放在人类文明发展的整个过程里来看,除了追求结果之外,我们还有一个满足自身的需求,认识自我,认识自然,认识科学。假如你完全是去追求对社会和经济的贡献的话,往往会没有足够的耐心去投入。基础研究除了有经济效益,对社会的推动之外,它更重要的作用是产生新的思想。

从古希腊到文艺复兴,到启蒙运动,然后到工业革命,它的发端都是思想革命,思想革命是在对基础研究的探索中伴随而来的。人类历史发展永远不是一条直线,它是一个zig zag(之字形)。在基础研究取得一定突破之后,会进入一个平台期,这个过程往往孕育了下一个突破,所以永远是波浪式的前进。

几百年以来,生命科学界有三个最伟大的贡献,达尔文的进化论,孟德尔的遗传学,DNA双螺旋。DNA双螺旋是基础科学的突破,它的突破带来了一系列的分子生物学的诞生,以及基于重组DNA技术的生物科技产业。

一个真正的强国,一个现代化国家,追求的不仅仅是技术进步、经济强盛,更是群星灿烂。在全球化的时代,我们中国做的事情,不能仅仅考虑对企业,对经济,对今天的社会温饱有什么用,更应该考虑对整个人类历史进程,在科学上、技术上做出我们自己的贡献。

杨国安:基础研究就是求真,一般把它叫做无用之用,是被好奇心不断驱使,去了解我们不知道的事。而技术很多时候是求解,解决人类的很多现实问题。从这个层面讲,基础研究是不能太急功近利,一太功利就把路走窄。

比如最近火热的人工智能,也是上世纪五十年代,一批专家学者讨论怎么用机器模仿人类的智能和行为,上上下下几经波折。看似无用,实际有用。

主持人:在很多领域,中国已经从跟跑者,变成了领跑者。以二位的观察来看,中国基础研究的发展速度和水平,在全球大概处于什么位置?

鲁白:从基础研究和生物医药产业两个方面来看,我们的基础研究在最近的十年进步很快,我们量已经接近,甚至在部分领域超越了世界最强者(“量”就是专利和论文的数量),但从“质”上还是有欠缺的,也就是原始创新或者颠覆性的技术突破,大多数还是美国在引领。

从产业来讲,问题更严重。药品研发有两个经常用的词first in class、best in class。好药会带来非常大的商业前景,但这里我们几乎全部是me too(我也是),一些是slightly me better(好一点),大多数是meworse(更差),这就是我们整个产业面临的困境。

> **待完成任务**:
a. 根据这篇关于基础研究的访谈,几百年来生命科学界最伟大的三个贡献是什么?
b. 请从这篇关于基础研究的访谈的最后一句之后接着往下写。

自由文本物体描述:
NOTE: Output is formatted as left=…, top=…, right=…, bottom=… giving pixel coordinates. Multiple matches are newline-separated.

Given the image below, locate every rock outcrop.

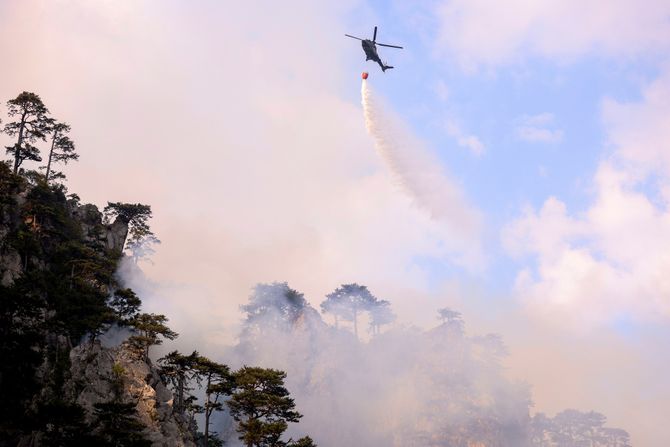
left=64, top=342, right=195, bottom=447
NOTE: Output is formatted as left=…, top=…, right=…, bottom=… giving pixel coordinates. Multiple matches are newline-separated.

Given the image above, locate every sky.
left=0, top=0, right=670, bottom=446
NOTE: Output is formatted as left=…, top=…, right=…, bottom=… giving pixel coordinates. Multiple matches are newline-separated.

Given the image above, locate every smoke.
left=361, top=79, right=482, bottom=270
left=223, top=284, right=529, bottom=447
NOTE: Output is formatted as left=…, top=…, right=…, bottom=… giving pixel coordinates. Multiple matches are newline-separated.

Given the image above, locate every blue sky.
left=0, top=0, right=670, bottom=447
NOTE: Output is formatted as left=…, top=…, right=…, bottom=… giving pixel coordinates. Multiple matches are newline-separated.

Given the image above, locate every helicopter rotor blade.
left=375, top=43, right=403, bottom=50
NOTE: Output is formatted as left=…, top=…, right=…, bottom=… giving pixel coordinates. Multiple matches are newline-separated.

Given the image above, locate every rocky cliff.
left=64, top=342, right=195, bottom=447
left=0, top=164, right=195, bottom=447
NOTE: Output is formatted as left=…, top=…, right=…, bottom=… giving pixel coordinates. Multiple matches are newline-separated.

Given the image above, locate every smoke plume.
left=361, top=80, right=481, bottom=262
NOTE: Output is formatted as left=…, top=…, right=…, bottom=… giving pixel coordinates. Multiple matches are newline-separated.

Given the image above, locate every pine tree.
left=128, top=314, right=179, bottom=362
left=194, top=356, right=233, bottom=447
left=44, top=120, right=79, bottom=183
left=321, top=284, right=377, bottom=338
left=3, top=92, right=51, bottom=174
left=226, top=366, right=302, bottom=447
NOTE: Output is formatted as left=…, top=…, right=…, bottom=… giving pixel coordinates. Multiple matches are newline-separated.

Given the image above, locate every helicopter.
left=345, top=26, right=402, bottom=71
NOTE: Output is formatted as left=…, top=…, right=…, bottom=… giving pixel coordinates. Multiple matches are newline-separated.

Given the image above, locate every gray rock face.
left=72, top=204, right=128, bottom=252
left=0, top=248, right=23, bottom=287
left=105, top=218, right=128, bottom=252
left=65, top=343, right=195, bottom=447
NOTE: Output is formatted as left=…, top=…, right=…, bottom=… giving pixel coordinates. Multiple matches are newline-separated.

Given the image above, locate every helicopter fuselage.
left=361, top=39, right=382, bottom=64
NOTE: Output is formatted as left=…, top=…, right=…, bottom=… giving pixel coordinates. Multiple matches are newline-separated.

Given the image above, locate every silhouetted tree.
left=369, top=300, right=396, bottom=334
left=240, top=282, right=307, bottom=331
left=158, top=351, right=200, bottom=413
left=3, top=92, right=50, bottom=174
left=193, top=356, right=233, bottom=447
left=104, top=202, right=160, bottom=256
left=321, top=284, right=377, bottom=337
left=128, top=314, right=179, bottom=362
left=226, top=366, right=302, bottom=447
left=109, top=288, right=142, bottom=326
left=44, top=120, right=79, bottom=182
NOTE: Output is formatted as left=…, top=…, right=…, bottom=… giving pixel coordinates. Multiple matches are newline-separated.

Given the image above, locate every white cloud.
left=436, top=0, right=670, bottom=68
left=445, top=120, right=486, bottom=157
left=503, top=72, right=670, bottom=328
left=516, top=113, right=563, bottom=143
left=0, top=1, right=486, bottom=343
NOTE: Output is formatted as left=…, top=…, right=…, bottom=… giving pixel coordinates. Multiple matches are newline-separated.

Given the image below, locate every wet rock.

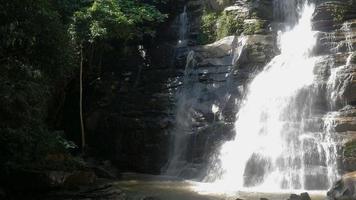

> **你的回答**:
a. 达尔文的进化论、孟德尔的遗传学和DNA双螺旋。

b.
为什么很多公司挺不过资本寒冬,就是缺乏这种可以走向全球的,世界领先的first in class、best in class。所以我们的经济、产业是很脆弱,不太能经受金融的打击和政策的改变。

未来十年

我们看得见的科技

主持人:在《问道前沿》这本书里,杨国安教授提到了三个非常关注的领域:生命科学、环境能源、数智科技,为什么您会重点关注这三个领域?

杨国安:在产生与科学家对话的想法后不久,我就锚定了三个最感兴趣的领域:生命科学、能源环境、数智科技。我挑选的这三个领域背后,是“我是谁”“我在哪”“我将去往何处”这三个终极问题。

同时,这些前沿领域的突破,又有着非常大的可能性,它们将构筑起我们未来生活的形态。这三个学科是我们以创新目光和未来视野思考当下的非常强有力的抓手,它们离我们既遥远,又切近。

关注数智科技,是因为我在腾讯做了多年的高级管理顾问,看到数智科技改变了很多事情。从互联网变成移动互联网,英伟达的GPU和量子计算,包括现在通用人工智能的交互,以前是打字、触屏、语音,现在苹果的vision pro带来更多的交互。

我相信,数智科技的突破,必能推动产业升级、改变用户体验,带来生活、生产方式的变革。这些科技对生命科学的发现、药物的开发、智能制造、清洁能源的储存和供需、吃喝玩乐的消费体验,都会带来巨大改变。数智科技作为一个横向领域,是赋能各类基础研究和产业升级的基础工具。

另一个生命科学,也是一个大趋势。在生命科学领域,驱动学科发展的动力不只是新知、成就和人类好奇心,还有切切实实的求生欲。现在大家的平均寿命越来越长,除了活得长,更重要的是活得好。通过生命科学的突破,精准干预,精准筛查,早筛早治,确保大家的健康晚年,是全人类共同的命运所向。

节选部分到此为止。